What is asked:
1 - Decide whether each statement below agrees with the patent passage on the analysis component. For each, answer yes or no and quote the words of the passage that decide it.
(a) When the re-format component creates a new electronic file, the original electronic file can be kept.
(b) The interface in FIG. 4 sorts the electronic file into the categories "Image," "Audio," and "Text."
(c) The dynamically updated preview changes as the user selects elements to retain or remove.
2 - Carry the patent passage on the analysis component forward from its last sentence, in the same style.

Document segment:
▬▬▬▬▬▬

In another instance, the packaging component 20 can create a user
interface that graphically describes regions of the electronic
file. With this instance, an advertisement in the electronic file
may be replaced with the "advertisement" and/or with other indicia
in the representation of the electronic file.
[0024] The representation can be further processed to remove
undesired data from the electronic file. The representation and/or
selections can be used to generate a new electronic file that
includes desired content and that does not include the undesired
content.
[0025] In FIG. 3, the analysis component 10 further includes a
presentation component 22 and a re-formatting component 24. The
presentation component 22 provides an interface to view and/or
interact with the representation. The interface may include a
graphical and/or command line interface in which a user can view
and/or input information. For instance, the interface may include
graphics that identify various elements of the electronic file
and/or the location of such elements. The interface may
additionally include one or more mechanisms with which the user can
identify an element as an element to retain and/or an element to
remove. For example, the interface may show the location of an
advertisement within the electronic file. Additionally, the
interface can include a means for selecting and/or deselecting each
advertisement. Such means can include highlighting the
advertisement, marking a box, etc.
[0026] It is to be appreciated that the interface can display more
than the representation. For instance, in one example the interface
can display the original electronic file, an interactive
representation of the electronic file, and/or a dynamically
updating preview of the modified electronic file. The user can use
the interactive representation to select one or more elements to
retain and/or remove. Such interaction includes toggling the state
(retain or remove) of the one or more elements until a suitable
combination of elements has been selected. As the user selects
elements to retain and/or remove, the dynamically updated preview
changes to reflect the recent status of the elements. The foregoing
provides the user with a real-time view of the original electronic
file as well as the effects of removing one or more elements
therefrom. In other instances, more or less and/or similar and/or
different information can be presented by the presentation
component 22. For instance, the representation can be provided to
the user, the user can select the portions to retain (or select the
portions to remove), and the user can preview the electronic file
to see what it will look like without the certain portions.
[0027] Briefly turning to FIG. 4, a non-limiting example of an
interface 26 used to select content to print is illustrated. As
depicted, the electronic file is delineated into various categories
(e.g., "Image," "Flash," and "Text"). Within each category is a
description of related content. Each category can be individually
selected to be included (or not included) when printing to
electronic file. The interface 26 also includes utilities to modify
and/or reposition retained elements within the electronic file. For
example, in one instance a re-sizing feature provides for automatic
and/or manual (e.g., drag and drop, re-size, rotate, flip, etc.)
reshuffling of the content of the electronic file, which may reduce
vacant space. The interface also provides a preview feature in
order to preview the output of the user's selections. In addition,
the interface 26 provides mechanisms to save and/or cancel the
selections.
[0028] Returning to FIG. 3, the re-format component 24 generates a
new electronic file based on the representation and/or selected
elements therewith. In one instance, the original electronic file
is maintained and another electronic file is created. The newly
created electronic file can be stored in storage and/or discarded.

▬▬▬▬▬▬

Raw data:
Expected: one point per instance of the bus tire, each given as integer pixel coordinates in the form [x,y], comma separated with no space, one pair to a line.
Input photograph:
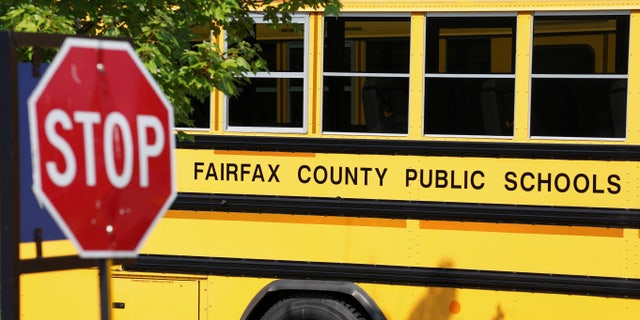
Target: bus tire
[316,307]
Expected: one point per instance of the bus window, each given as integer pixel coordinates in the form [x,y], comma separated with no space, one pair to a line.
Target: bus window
[274,101]
[366,74]
[469,80]
[579,76]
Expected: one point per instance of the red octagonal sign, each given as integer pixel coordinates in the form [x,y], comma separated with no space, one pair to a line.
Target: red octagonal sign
[102,147]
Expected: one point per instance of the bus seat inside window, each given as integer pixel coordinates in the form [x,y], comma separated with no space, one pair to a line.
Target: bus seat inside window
[366,74]
[273,99]
[579,72]
[469,81]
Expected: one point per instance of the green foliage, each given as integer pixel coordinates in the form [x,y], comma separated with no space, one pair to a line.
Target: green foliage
[167,36]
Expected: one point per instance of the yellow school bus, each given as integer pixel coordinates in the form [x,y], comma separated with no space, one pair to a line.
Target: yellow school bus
[406,160]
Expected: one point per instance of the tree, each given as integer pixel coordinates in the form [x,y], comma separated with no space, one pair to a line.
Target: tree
[171,37]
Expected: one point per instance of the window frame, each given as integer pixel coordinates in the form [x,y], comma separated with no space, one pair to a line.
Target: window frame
[533,75]
[298,18]
[426,75]
[356,74]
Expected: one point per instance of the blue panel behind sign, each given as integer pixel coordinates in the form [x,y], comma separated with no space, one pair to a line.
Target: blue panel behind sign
[32,216]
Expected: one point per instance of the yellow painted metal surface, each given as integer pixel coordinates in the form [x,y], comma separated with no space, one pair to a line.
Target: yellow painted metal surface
[487,5]
[416,303]
[633,100]
[155,297]
[580,183]
[72,294]
[464,245]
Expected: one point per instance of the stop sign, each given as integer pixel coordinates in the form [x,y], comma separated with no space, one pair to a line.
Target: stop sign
[102,147]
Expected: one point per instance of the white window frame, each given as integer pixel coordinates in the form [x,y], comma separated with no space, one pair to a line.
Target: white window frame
[362,74]
[464,75]
[296,19]
[573,76]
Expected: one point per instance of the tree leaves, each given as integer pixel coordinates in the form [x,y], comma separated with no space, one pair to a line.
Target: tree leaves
[168,37]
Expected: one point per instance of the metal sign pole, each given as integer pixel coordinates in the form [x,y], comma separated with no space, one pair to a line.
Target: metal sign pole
[105,289]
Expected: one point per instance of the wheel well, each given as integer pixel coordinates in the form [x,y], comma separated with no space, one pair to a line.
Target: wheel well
[343,291]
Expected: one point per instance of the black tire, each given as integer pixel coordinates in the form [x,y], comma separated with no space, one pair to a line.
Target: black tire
[312,308]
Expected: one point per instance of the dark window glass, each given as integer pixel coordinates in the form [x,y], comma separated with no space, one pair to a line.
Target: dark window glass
[579,86]
[273,100]
[466,91]
[259,104]
[353,101]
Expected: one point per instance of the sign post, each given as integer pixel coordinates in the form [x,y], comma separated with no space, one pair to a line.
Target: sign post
[102,149]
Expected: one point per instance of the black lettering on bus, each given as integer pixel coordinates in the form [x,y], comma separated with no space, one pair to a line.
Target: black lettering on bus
[257,174]
[274,172]
[300,178]
[244,170]
[522,182]
[576,183]
[441,179]
[334,179]
[557,183]
[323,170]
[542,181]
[351,176]
[410,175]
[422,184]
[211,171]
[366,175]
[453,180]
[614,180]
[475,185]
[196,169]
[511,184]
[381,174]
[595,185]
[232,170]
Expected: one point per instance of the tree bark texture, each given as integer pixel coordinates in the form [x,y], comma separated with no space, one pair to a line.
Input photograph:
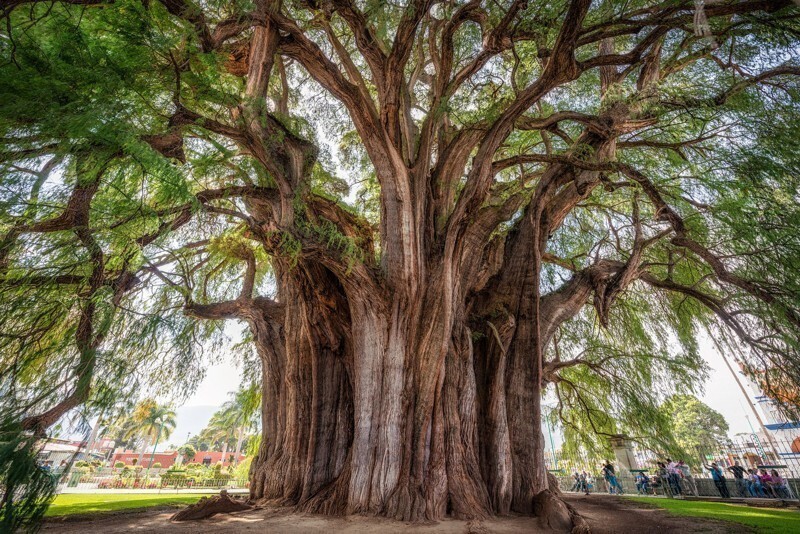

▬▬▬▬▬▬

The results:
1 -
(a) Yes: "In one instance, the original electronic file is maintained and another electronic file is created."
(b) No: "the electronic file is delineated into various categories (e.g., "Image," "Flash," and "Text")."
(c) Yes: "As the user selects elements to retain and/or remove, the dynamically updated preview changes to reflect the recent status of the elements."

2 -
In another instance, the newly created electronic file can be saved
over the original electronic file and/or the original electronic
file can be removed from storage. In yet another instance, the
newly created electronic file can be printed or otherwise
processed. It is to be appreciated that the re-format component 24
is by-passed wherein the representation is provided to anther
component(s) for further processing.
[0029] FIG. 5 illustrates a non-limiting example in which the
analysis component 10 is used to facilitate removing undesired
elements from an electronic file in order to mitigate printing
undesired elements. The example includes a computing component 28,
which can be a computer (e.g., desktop, laptop, hand held,
tabletop, etc.), a personal data assistant, a cell phone, and the
like. The computing component 28 can be used by an entity such as
person, a robot, another computing component (e.g., over a
network), etc. The entity can use the computing component 28 to
create, modify, and/or serially and/or concurrently convey
electronic files to one or more other devices 30, including
printers, facsimiles, scanners, plotters, displays, other computing
components, etc.
[0030] In one particular non-limiting example, the entity may
desire to print a webpage. However, the webpage may include various
elements that are not related to the topic of interest within the
webpage. For example, the webpage may additionally include a
header, one or more advertisements, a menu, various images, etc.
The entity may desire to print the topic of interest without any,
with a portion of, or with all of the extraneous information. With
a conventional computing system, the entity would employ techniques
such as printing a highlighted (or selected) portion of the webpage
and/or copying the webpage to a word processor and manually
removing undesired information. Such techniques can be inflexible,
complex, and/or time consuming. For example, a typical web browser
only allows a user to highlight contiguous sections. Thus, if an
undesired inclusion such as advertisements interleaved between
desired text, the user is unable to highlight all of the text
without highlighting the advertisement. In another example,
manually editing the webpage may result in undesired formatting,
unidentifiable elements, etc.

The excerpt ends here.